- Given entries:

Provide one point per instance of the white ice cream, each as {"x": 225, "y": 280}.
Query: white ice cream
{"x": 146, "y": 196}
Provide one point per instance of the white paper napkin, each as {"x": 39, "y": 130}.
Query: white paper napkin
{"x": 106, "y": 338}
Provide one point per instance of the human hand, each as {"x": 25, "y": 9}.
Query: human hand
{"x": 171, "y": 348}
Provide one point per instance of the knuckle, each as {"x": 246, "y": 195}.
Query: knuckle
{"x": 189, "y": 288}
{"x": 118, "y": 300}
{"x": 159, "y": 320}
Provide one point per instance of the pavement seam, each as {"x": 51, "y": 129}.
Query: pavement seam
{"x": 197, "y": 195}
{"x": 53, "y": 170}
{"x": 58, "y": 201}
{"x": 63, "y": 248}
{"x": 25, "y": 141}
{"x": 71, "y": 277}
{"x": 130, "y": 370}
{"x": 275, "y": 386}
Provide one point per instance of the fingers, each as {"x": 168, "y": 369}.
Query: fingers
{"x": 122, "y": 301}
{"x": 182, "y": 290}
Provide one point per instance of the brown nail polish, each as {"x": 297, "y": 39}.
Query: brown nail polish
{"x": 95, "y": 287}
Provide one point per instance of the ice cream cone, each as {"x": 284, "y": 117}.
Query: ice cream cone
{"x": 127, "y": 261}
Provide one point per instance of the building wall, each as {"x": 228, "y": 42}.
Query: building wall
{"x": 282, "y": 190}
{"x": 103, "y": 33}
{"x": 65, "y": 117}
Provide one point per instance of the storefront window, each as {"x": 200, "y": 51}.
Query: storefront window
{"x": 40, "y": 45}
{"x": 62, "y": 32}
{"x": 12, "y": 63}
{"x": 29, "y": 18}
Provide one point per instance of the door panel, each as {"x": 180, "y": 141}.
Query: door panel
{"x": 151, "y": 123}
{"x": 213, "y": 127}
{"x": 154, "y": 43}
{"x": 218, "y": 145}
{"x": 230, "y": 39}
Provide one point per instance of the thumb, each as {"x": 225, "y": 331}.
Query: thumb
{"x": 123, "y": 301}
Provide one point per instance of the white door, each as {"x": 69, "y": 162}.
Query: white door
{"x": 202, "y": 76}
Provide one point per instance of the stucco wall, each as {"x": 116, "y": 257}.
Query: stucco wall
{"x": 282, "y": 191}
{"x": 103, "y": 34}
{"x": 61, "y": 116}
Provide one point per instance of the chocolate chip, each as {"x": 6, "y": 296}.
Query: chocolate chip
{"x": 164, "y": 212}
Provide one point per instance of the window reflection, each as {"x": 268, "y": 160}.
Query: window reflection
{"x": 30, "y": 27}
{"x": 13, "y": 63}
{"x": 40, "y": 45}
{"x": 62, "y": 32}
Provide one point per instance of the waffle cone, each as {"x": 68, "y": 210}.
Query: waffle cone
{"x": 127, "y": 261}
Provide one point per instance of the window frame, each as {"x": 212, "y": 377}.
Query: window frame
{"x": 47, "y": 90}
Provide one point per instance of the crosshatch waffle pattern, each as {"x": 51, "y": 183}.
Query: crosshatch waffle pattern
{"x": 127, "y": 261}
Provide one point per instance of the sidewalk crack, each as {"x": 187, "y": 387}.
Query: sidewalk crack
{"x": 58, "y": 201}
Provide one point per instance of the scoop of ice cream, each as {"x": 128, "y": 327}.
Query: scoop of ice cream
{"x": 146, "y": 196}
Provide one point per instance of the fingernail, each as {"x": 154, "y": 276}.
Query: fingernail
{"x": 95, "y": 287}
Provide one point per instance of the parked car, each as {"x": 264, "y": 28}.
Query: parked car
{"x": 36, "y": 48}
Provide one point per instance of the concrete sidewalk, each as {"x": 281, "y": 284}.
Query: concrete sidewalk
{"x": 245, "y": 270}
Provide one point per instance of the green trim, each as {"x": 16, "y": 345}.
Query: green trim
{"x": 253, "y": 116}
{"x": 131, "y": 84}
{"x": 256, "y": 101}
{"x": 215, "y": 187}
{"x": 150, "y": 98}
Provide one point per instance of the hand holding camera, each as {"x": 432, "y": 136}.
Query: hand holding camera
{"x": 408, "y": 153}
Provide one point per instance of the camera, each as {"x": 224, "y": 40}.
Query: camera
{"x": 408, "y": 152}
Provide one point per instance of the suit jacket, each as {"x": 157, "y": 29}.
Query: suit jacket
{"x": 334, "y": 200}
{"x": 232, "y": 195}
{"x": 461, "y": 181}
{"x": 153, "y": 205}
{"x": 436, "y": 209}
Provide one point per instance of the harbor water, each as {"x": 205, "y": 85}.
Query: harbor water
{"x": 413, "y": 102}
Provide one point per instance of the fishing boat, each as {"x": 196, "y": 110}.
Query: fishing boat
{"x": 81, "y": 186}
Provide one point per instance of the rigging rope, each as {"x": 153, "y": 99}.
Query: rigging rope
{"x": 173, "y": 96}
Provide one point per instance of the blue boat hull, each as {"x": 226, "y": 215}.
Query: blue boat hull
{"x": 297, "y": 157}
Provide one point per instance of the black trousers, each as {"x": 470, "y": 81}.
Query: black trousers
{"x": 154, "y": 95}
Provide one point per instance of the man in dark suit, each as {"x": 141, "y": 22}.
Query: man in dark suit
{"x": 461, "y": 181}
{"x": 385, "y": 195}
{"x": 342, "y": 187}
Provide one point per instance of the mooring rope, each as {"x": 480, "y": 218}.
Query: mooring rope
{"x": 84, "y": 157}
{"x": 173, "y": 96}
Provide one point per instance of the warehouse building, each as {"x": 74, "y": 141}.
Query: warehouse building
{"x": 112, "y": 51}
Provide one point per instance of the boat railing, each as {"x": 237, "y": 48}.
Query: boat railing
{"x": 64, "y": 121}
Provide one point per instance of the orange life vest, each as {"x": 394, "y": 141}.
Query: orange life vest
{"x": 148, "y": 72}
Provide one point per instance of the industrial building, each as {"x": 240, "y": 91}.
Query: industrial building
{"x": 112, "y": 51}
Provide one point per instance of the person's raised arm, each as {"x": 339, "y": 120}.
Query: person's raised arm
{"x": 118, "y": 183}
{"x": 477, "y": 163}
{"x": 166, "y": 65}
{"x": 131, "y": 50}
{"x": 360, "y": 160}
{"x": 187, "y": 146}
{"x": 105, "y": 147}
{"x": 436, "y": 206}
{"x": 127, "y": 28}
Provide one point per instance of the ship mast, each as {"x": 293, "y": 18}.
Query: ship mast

- Exercise instructions:
Each entry above is to be quoted exactly.

- Finished answer:
Provide one point per instance of the white ice cream, each as {"x": 225, "y": 280}.
Query: white ice cream
{"x": 146, "y": 196}
Provide one point per instance of the white paper napkin, each as {"x": 39, "y": 130}.
Query: white paper napkin
{"x": 106, "y": 338}
Provide one point per instance of the human hand, each as {"x": 25, "y": 9}.
Query: human hand
{"x": 171, "y": 348}
Provide one point per instance of the knuckle, each as {"x": 246, "y": 195}.
Query: knuckle
{"x": 189, "y": 288}
{"x": 118, "y": 300}
{"x": 159, "y": 320}
Provide one point per instance of the pavement seam, each as {"x": 51, "y": 129}.
Query: pavement seam
{"x": 197, "y": 195}
{"x": 53, "y": 170}
{"x": 58, "y": 201}
{"x": 63, "y": 248}
{"x": 25, "y": 141}
{"x": 71, "y": 277}
{"x": 130, "y": 370}
{"x": 275, "y": 386}
Provide one point per instance of the fingers, each as {"x": 168, "y": 369}.
Query: fingers
{"x": 122, "y": 301}
{"x": 182, "y": 290}
Provide one point per instance of the brown nail polish, each as {"x": 297, "y": 39}.
Query: brown nail polish
{"x": 95, "y": 287}
Provide one point per instance of the ice cream cone, each as {"x": 284, "y": 117}.
Query: ice cream cone
{"x": 127, "y": 261}
Provide one point per instance of the building wall, each as {"x": 228, "y": 42}.
Query: building wall
{"x": 282, "y": 190}
{"x": 103, "y": 33}
{"x": 65, "y": 117}
Provide one point per instance of the storefront window, each as {"x": 200, "y": 51}.
Query: storefront window
{"x": 40, "y": 45}
{"x": 62, "y": 32}
{"x": 12, "y": 63}
{"x": 29, "y": 18}
Provide one point per instance of the door panel, each as {"x": 180, "y": 141}.
Query: door panel
{"x": 151, "y": 123}
{"x": 213, "y": 127}
{"x": 154, "y": 43}
{"x": 218, "y": 145}
{"x": 230, "y": 39}
Provide one point per instance of the thumb, each as {"x": 225, "y": 331}.
Query: thumb
{"x": 123, "y": 301}
Provide one point per instance of the white door, each as {"x": 69, "y": 162}.
Query: white door
{"x": 202, "y": 76}
Provide one point per instance of the stucco wall, each as {"x": 116, "y": 257}.
Query: stucco wall
{"x": 282, "y": 191}
{"x": 103, "y": 34}
{"x": 61, "y": 116}
Provide one point per instance of the chocolate chip, each as {"x": 6, "y": 296}.
Query: chocolate chip
{"x": 164, "y": 212}
Provide one point per instance of the window reflection, each as {"x": 268, "y": 160}.
Query: window reflection
{"x": 30, "y": 27}
{"x": 13, "y": 63}
{"x": 40, "y": 45}
{"x": 62, "y": 32}
Provide one point per instance of the waffle cone, each as {"x": 68, "y": 210}.
Query: waffle cone
{"x": 127, "y": 261}
Provide one point per instance of the window frame, each as {"x": 212, "y": 377}.
Query: window frame
{"x": 47, "y": 90}
Provide one point per instance of the crosshatch waffle pattern, each as {"x": 51, "y": 183}.
Query: crosshatch waffle pattern
{"x": 127, "y": 261}
Provide one point per instance of the sidewalk crack, each as {"x": 187, "y": 387}.
Query: sidewalk crack
{"x": 58, "y": 201}
Provide one point per instance of the scoop of ice cream, each as {"x": 128, "y": 327}.
Query: scoop of ice cream
{"x": 146, "y": 196}
Provide one point per instance of the fingernail, each as {"x": 154, "y": 276}.
Query: fingernail
{"x": 95, "y": 287}
Provide one point per instance of the parked car, each as {"x": 264, "y": 28}.
Query: parked car
{"x": 36, "y": 48}
Provide one point per instance of the concrete sidewalk, each as {"x": 281, "y": 284}.
Query: concrete sidewalk
{"x": 245, "y": 270}
Provide one point per instance of the green trim, each as {"x": 16, "y": 345}.
Query: green trim
{"x": 253, "y": 116}
{"x": 131, "y": 84}
{"x": 256, "y": 101}
{"x": 215, "y": 187}
{"x": 150, "y": 98}
Provide one point per instance of the hand holding camera, each as {"x": 432, "y": 136}.
Query: hand holding camera
{"x": 408, "y": 153}
Provide one point per instance of the camera, each as {"x": 224, "y": 40}.
Query: camera
{"x": 408, "y": 152}
Provide one point per instance of the suit jacket, each as {"x": 157, "y": 29}.
Query: suit jacket
{"x": 334, "y": 200}
{"x": 232, "y": 195}
{"x": 461, "y": 181}
{"x": 153, "y": 205}
{"x": 436, "y": 209}
Provide one point per instance of the harbor water, each as {"x": 205, "y": 85}.
Query: harbor water
{"x": 413, "y": 102}
Provide one point per instance of the fishing boat, each as {"x": 196, "y": 110}.
Query: fishing boat
{"x": 81, "y": 186}
Provide one point per instance of the rigging rope, each as {"x": 153, "y": 99}.
Query: rigging rope
{"x": 173, "y": 96}
Provide one point per instance of the blue boat hull, each as {"x": 226, "y": 215}.
Query: blue boat hull
{"x": 297, "y": 157}
Provide one point per instance of the black trousers, each as {"x": 470, "y": 81}.
Query: black trousers
{"x": 154, "y": 95}
Provide one point per instance of the man in dark suit, each as {"x": 141, "y": 22}.
Query: man in dark suit
{"x": 461, "y": 181}
{"x": 385, "y": 195}
{"x": 342, "y": 187}
Provide one point per instance of the mooring rope, each as {"x": 480, "y": 218}.
Query: mooring rope
{"x": 84, "y": 157}
{"x": 173, "y": 96}
Provide one point per instance of the warehouse building, each as {"x": 74, "y": 141}.
Query: warehouse building
{"x": 112, "y": 51}
Provide one point per instance of the boat railing, each as {"x": 237, "y": 48}.
Query: boat railing
{"x": 64, "y": 121}
Provide one point per instance of the orange life vest, each as {"x": 394, "y": 141}.
Query: orange life vest
{"x": 148, "y": 72}
Provide one point per instance of the industrial building, each as {"x": 240, "y": 91}.
Query: industrial building
{"x": 112, "y": 51}
Provide one point per instance of the person's raised arm, each as {"x": 339, "y": 120}.
Query: person's raised arm
{"x": 118, "y": 183}
{"x": 477, "y": 163}
{"x": 166, "y": 65}
{"x": 131, "y": 50}
{"x": 360, "y": 160}
{"x": 187, "y": 146}
{"x": 105, "y": 147}
{"x": 436, "y": 206}
{"x": 127, "y": 28}
Provide one point per instance of the ship mast, each as {"x": 293, "y": 18}.
Query: ship mast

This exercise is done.